Task to carry out: Reproduce verbatim the lines of the listing from its first line through the line containing "--fill-rule=evenodd", including both ends.
-- Dataset rows start --
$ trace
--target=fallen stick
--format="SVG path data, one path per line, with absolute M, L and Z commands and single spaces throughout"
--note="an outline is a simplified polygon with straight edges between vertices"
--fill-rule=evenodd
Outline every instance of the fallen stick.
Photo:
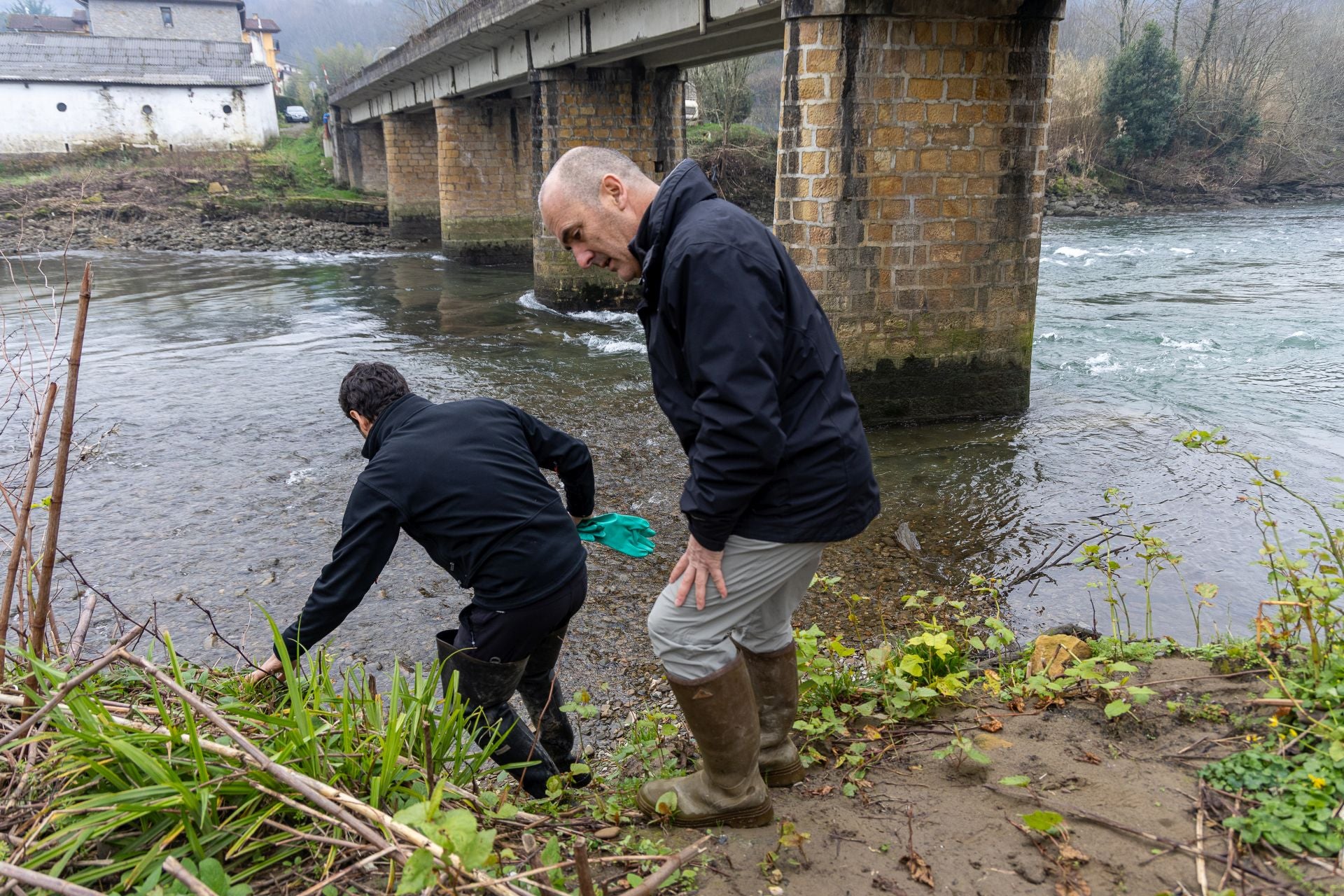
M 164 870 L 176 877 L 191 891 L 192 896 L 215 896 L 215 891 L 203 884 L 195 875 L 181 866 L 173 856 L 164 860 Z
M 89 889 L 87 887 L 81 887 L 79 884 L 71 884 L 70 881 L 60 880 L 59 877 L 28 870 L 27 868 L 11 865 L 9 862 L 0 862 L 0 876 L 12 877 L 20 884 L 50 889 L 52 893 L 60 893 L 60 896 L 102 896 L 102 893 L 97 889 Z
M 9 548 L 9 568 L 5 570 L 4 591 L 0 592 L 0 682 L 4 682 L 4 649 L 9 637 L 9 604 L 13 599 L 13 584 L 19 579 L 19 560 L 23 556 L 23 536 L 28 531 L 28 516 L 32 512 L 32 496 L 38 489 L 38 470 L 42 467 L 42 450 L 47 443 L 47 424 L 51 422 L 51 408 L 56 404 L 56 384 L 47 384 L 47 395 L 42 399 L 42 415 L 32 434 L 32 457 L 28 458 L 28 477 L 23 484 L 23 501 L 19 502 L 19 517 L 13 527 L 13 545 Z
M 294 771 L 293 768 L 280 764 L 278 762 L 263 754 L 251 740 L 245 737 L 242 732 L 234 728 L 210 704 L 207 704 L 200 697 L 198 697 L 196 695 L 191 693 L 190 690 L 179 685 L 172 676 L 165 674 L 159 666 L 149 662 L 144 657 L 137 657 L 136 654 L 128 653 L 124 649 L 120 649 L 117 656 L 120 656 L 126 662 L 137 665 L 149 674 L 152 674 L 160 684 L 172 690 L 175 695 L 177 695 L 179 700 L 181 700 L 188 707 L 191 707 L 192 709 L 203 715 L 206 719 L 208 719 L 216 728 L 224 732 L 224 735 L 227 735 L 230 740 L 237 743 L 238 747 L 245 754 L 247 754 L 257 763 L 258 767 L 261 767 L 273 778 L 276 778 L 276 780 L 280 780 L 286 786 L 293 787 L 300 794 L 306 797 L 309 801 L 317 803 L 321 809 L 327 810 L 327 813 L 339 818 L 341 823 L 344 823 L 348 829 L 353 830 L 355 833 L 358 833 L 360 837 L 374 844 L 375 846 L 382 849 L 392 846 L 392 844 L 388 842 L 387 838 L 384 838 L 382 834 L 371 829 L 368 825 L 352 817 L 351 813 L 363 815 L 366 819 L 382 825 L 386 830 L 392 832 L 401 840 L 405 840 L 419 849 L 427 850 L 431 856 L 446 864 L 458 875 L 468 877 L 472 881 L 487 884 L 488 889 L 500 893 L 500 896 L 517 896 L 517 893 L 521 892 L 512 887 L 496 885 L 495 881 L 491 880 L 488 875 L 462 868 L 462 862 L 456 853 L 446 852 L 442 846 L 431 841 L 425 834 L 419 833 L 418 830 L 415 830 L 409 825 L 403 825 L 402 822 L 396 821 L 387 813 L 370 806 L 368 803 L 347 794 L 343 790 L 337 790 L 331 785 L 323 783 L 314 778 L 309 778 L 302 772 Z M 347 811 L 347 809 L 349 811 Z M 399 861 L 406 861 L 407 858 L 403 849 L 398 849 L 394 853 L 394 856 Z
M 98 670 L 102 669 L 103 666 L 108 666 L 108 665 L 112 665 L 113 662 L 116 662 L 122 654 L 125 654 L 125 650 L 124 650 L 125 645 L 130 643 L 130 641 L 136 635 L 138 635 L 138 634 L 140 634 L 140 629 L 136 629 L 133 631 L 128 631 L 121 638 L 121 641 L 118 641 L 117 643 L 114 643 L 110 647 L 108 647 L 108 653 L 102 654 L 101 657 L 98 657 L 97 660 L 94 660 L 91 664 L 89 664 L 89 666 L 83 672 L 81 672 L 79 674 L 77 674 L 74 678 L 67 678 L 66 682 L 56 689 L 56 693 L 52 695 L 51 699 L 47 700 L 47 703 L 42 704 L 40 709 L 38 709 L 35 713 L 32 713 L 31 716 L 28 716 L 27 719 L 24 719 L 23 721 L 20 721 L 15 727 L 15 729 L 11 731 L 9 733 L 7 733 L 4 737 L 0 737 L 0 747 L 4 747 L 7 743 L 17 740 L 19 737 L 22 737 L 26 733 L 28 733 L 28 731 L 35 724 L 38 724 L 38 721 L 40 721 L 43 716 L 46 716 L 48 712 L 51 712 L 58 705 L 60 705 L 65 701 L 65 699 L 67 696 L 70 696 L 71 690 L 74 690 L 79 685 L 82 685 L 89 678 L 93 678 L 95 674 L 98 674 Z M 26 699 L 24 699 L 24 701 L 26 701 Z
M 1075 818 L 1082 818 L 1085 821 L 1093 822 L 1094 825 L 1101 825 L 1103 827 L 1110 827 L 1111 830 L 1118 830 L 1118 832 L 1121 832 L 1124 834 L 1130 834 L 1132 837 L 1138 837 L 1140 840 L 1146 840 L 1146 841 L 1150 841 L 1150 842 L 1154 842 L 1154 844 L 1161 844 L 1163 846 L 1171 846 L 1172 849 L 1177 849 L 1177 850 L 1180 850 L 1180 852 L 1183 852 L 1183 853 L 1185 853 L 1188 856 L 1195 856 L 1195 857 L 1206 856 L 1207 858 L 1214 858 L 1216 861 L 1223 862 L 1224 865 L 1228 865 L 1232 861 L 1235 861 L 1235 858 L 1232 856 L 1208 856 L 1208 853 L 1204 853 L 1203 850 L 1195 849 L 1192 846 L 1187 846 L 1185 844 L 1180 842 L 1179 840 L 1172 840 L 1169 837 L 1163 837 L 1160 834 L 1149 834 L 1145 830 L 1138 830 L 1137 827 L 1130 827 L 1129 825 L 1122 825 L 1118 821 L 1111 821 L 1110 818 L 1106 818 L 1105 815 L 1098 815 L 1097 813 L 1090 813 L 1090 811 L 1087 811 L 1085 809 L 1074 809 L 1071 806 L 1064 806 L 1062 803 L 1056 803 L 1052 799 L 1047 799 L 1047 798 L 1042 797 L 1040 794 L 1036 794 L 1036 793 L 1030 791 L 1030 790 L 1020 790 L 1020 789 L 1016 789 L 1016 787 L 1000 787 L 999 785 L 981 785 L 981 787 L 984 787 L 985 790 L 991 790 L 991 791 L 993 791 L 993 793 L 996 793 L 996 794 L 999 794 L 1001 797 L 1013 797 L 1016 799 L 1031 799 L 1032 802 L 1035 802 L 1042 809 L 1050 809 L 1052 811 L 1058 811 L 1060 815 L 1074 815 Z M 1245 875 L 1251 875 L 1253 877 L 1258 877 L 1258 879 L 1263 880 L 1265 883 L 1274 884 L 1275 887 L 1279 885 L 1279 883 L 1277 880 L 1274 880 L 1273 877 L 1270 877 L 1269 875 L 1262 875 L 1261 872 L 1254 870 L 1251 868 L 1239 868 L 1238 870 L 1241 870 Z M 622 896 L 626 896 L 626 895 L 622 893 Z
M 51 504 L 47 508 L 47 531 L 42 539 L 42 566 L 38 568 L 38 599 L 28 618 L 28 647 L 39 660 L 46 653 L 47 614 L 51 610 L 51 571 L 56 566 L 56 539 L 60 535 L 60 505 L 66 497 L 66 472 L 70 462 L 70 443 L 75 435 L 75 395 L 79 386 L 79 359 L 83 355 L 85 325 L 89 322 L 89 302 L 93 298 L 93 265 L 85 263 L 79 283 L 79 306 L 75 313 L 75 332 L 70 337 L 70 360 L 66 369 L 66 400 L 60 410 L 60 437 L 56 441 L 56 465 L 51 474 Z M 36 672 L 28 676 L 35 686 Z
M 394 848 L 390 846 L 390 848 L 387 848 L 387 849 L 384 849 L 384 850 L 382 850 L 379 853 L 374 853 L 372 856 L 368 856 L 367 858 L 360 858 L 358 862 L 351 862 L 349 865 L 347 865 L 341 870 L 336 872 L 335 875 L 329 875 L 328 877 L 324 877 L 323 880 L 317 881 L 316 884 L 313 884 L 312 887 L 309 887 L 304 892 L 298 893 L 298 896 L 314 896 L 316 893 L 321 892 L 323 888 L 325 888 L 325 887 L 328 887 L 331 884 L 335 884 L 337 880 L 340 880 L 345 875 L 349 875 L 353 870 L 358 870 L 360 868 L 364 868 L 367 870 L 367 869 L 370 869 L 370 868 L 374 866 L 375 861 L 378 861 L 379 858 L 383 858 L 384 856 L 387 856 L 387 853 L 392 852 L 392 849 Z
M 663 885 L 663 881 L 665 881 L 668 877 L 672 876 L 672 872 L 675 872 L 677 868 L 691 861 L 700 853 L 706 852 L 708 848 L 710 848 L 710 837 L 702 837 L 700 840 L 695 841 L 694 844 L 679 852 L 672 858 L 663 862 L 663 868 L 657 869 L 656 872 L 645 877 L 642 884 L 640 884 L 638 887 L 632 887 L 630 889 L 625 891 L 624 893 L 618 893 L 617 896 L 649 896 L 649 893 L 656 893 L 659 887 Z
-- Dataset rows end --
Solved problem:
$ trace
--target=fallen stick
--format="SVG path data, one path per line, with absolute M, L and Z commands and single spaces throughout"
--note="an outline is a simplified polygon with straight edges between vertices"
--fill-rule=evenodd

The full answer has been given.